_Document section:_
━━━━━━━━━━
Reflections on its 10th year will be bittersweet for the Bunyip Strikers Soccer Club.
A dark cloud has hovered in the form of Covid-19, but there are enough positives to warm the hearts of the fans.
Strikers president Adrian Gatti is optimistic his club can get through to the other side of the pandemic.
“I think we’ll be able to climb out of it,” he said.
“We’ve got big plans, so we’re hoping we can make it all happen.”
The frustrating part for the Strikers is that the year started off with such promise, but wound up being a road to nowhere.
The Strikers arrived for preseason training in January ready to put in the work and had a focus on ruffling some feathers as relative minnows in the FFA Cup.
They qualified for the first round proper with back-to-back one-goal wins in the qualifying rounds, edging ETA Buffalo 1-0 on home soil at the Bunyip Recreation Reserve and going to extra time to beat Spring Gully United 2-1 on the road.
Bunyip did not have to lift a finger to advance out of the first round after Spring Hills forfeited.
━━━━━━━━━━
_Assigned task:_
Reproduce the part of the Bunyip Strikers article that opens with the words containing "They qualified for" and closes with "Spring Hills forfeited.".
━━━━━━━━━━
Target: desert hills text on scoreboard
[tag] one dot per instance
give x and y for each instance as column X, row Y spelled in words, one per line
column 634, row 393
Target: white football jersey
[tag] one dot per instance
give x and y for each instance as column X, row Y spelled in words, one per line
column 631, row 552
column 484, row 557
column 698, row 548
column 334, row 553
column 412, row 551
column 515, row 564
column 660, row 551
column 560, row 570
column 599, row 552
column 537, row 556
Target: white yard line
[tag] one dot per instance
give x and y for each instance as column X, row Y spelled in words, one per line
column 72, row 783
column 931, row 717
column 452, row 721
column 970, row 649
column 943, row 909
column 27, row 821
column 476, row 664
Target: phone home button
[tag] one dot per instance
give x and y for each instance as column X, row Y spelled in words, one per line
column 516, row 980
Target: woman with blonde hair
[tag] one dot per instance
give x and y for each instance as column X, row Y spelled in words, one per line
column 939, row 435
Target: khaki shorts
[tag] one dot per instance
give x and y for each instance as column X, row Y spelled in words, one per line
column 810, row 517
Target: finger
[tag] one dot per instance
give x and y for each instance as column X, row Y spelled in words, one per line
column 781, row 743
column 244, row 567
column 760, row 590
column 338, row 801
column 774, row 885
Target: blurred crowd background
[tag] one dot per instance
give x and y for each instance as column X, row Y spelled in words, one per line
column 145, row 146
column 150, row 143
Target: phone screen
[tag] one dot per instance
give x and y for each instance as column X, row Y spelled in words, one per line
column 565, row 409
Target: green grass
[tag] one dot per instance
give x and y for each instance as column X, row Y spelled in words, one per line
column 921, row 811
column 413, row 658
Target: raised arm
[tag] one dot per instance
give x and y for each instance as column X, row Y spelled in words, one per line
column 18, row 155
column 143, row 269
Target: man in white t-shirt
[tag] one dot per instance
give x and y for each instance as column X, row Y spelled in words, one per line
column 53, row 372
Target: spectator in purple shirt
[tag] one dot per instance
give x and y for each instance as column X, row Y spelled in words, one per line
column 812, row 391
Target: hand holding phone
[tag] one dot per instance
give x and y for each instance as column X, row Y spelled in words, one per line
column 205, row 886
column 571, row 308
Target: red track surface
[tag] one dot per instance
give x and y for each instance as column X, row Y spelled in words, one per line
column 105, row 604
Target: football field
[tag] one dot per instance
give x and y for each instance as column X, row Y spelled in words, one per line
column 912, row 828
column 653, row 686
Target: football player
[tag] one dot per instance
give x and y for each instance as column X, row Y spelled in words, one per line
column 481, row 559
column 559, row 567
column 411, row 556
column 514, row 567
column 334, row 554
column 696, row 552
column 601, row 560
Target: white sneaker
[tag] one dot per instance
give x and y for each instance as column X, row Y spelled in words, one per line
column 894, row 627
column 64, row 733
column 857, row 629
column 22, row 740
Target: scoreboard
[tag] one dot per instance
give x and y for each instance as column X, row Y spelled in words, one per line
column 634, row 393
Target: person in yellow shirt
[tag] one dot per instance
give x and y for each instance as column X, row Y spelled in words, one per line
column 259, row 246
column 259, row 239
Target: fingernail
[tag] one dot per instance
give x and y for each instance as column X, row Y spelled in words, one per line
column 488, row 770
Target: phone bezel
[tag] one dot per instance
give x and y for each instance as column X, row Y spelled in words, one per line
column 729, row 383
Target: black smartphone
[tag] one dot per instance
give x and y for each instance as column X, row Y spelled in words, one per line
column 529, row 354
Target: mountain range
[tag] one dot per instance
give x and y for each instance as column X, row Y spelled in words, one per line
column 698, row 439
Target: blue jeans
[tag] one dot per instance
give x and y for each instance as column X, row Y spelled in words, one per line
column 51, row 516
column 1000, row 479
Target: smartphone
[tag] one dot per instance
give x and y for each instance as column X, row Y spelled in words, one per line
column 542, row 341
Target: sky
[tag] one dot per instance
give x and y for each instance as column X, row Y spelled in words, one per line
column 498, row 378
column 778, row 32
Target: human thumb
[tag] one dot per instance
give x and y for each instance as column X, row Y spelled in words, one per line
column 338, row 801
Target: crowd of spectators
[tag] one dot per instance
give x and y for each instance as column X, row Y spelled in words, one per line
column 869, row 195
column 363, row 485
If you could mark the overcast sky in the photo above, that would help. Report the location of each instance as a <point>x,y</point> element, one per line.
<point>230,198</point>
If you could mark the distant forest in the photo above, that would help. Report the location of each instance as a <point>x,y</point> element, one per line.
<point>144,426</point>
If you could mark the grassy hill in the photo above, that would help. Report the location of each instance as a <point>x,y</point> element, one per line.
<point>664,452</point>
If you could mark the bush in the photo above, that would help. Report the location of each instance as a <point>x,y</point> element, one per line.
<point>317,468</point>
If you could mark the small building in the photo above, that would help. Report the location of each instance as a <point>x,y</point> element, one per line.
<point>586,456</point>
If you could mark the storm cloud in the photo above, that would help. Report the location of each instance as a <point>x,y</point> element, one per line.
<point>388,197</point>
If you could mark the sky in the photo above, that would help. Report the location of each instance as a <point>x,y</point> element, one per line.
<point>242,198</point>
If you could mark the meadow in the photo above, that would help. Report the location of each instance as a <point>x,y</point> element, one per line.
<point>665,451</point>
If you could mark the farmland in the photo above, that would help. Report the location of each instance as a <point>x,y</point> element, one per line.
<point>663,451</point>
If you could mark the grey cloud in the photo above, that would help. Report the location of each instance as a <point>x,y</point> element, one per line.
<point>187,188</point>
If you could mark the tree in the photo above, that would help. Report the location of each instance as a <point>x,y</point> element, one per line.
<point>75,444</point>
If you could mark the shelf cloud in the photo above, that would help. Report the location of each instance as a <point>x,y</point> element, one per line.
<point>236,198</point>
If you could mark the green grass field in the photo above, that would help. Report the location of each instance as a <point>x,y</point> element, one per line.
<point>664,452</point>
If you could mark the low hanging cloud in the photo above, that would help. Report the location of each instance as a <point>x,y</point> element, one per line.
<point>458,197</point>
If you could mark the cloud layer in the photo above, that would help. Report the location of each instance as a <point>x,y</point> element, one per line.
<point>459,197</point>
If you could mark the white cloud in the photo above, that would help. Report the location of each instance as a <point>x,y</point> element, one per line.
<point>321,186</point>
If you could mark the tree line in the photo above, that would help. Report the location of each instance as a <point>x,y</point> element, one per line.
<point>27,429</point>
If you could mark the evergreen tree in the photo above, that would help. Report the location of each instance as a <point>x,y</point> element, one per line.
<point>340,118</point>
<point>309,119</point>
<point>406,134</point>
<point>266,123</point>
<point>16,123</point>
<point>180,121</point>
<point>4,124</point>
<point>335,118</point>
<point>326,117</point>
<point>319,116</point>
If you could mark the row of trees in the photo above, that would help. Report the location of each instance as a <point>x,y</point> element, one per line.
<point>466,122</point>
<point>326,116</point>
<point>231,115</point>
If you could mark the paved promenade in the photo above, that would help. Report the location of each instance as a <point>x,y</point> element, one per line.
━━━━━━━━━━
_Final answer:_
They qualified for the first round proper with back-to-back one-goal wins in the qualifying rounds, edging ETA Buffalo 1-0 on home soil at the Bunyip Recreation Reserve and going to extra time to beat Spring Gully United 2-1 on the road.
Bunyip did not have to lift a finger to advance out of the first round after Spring Hills forfeited.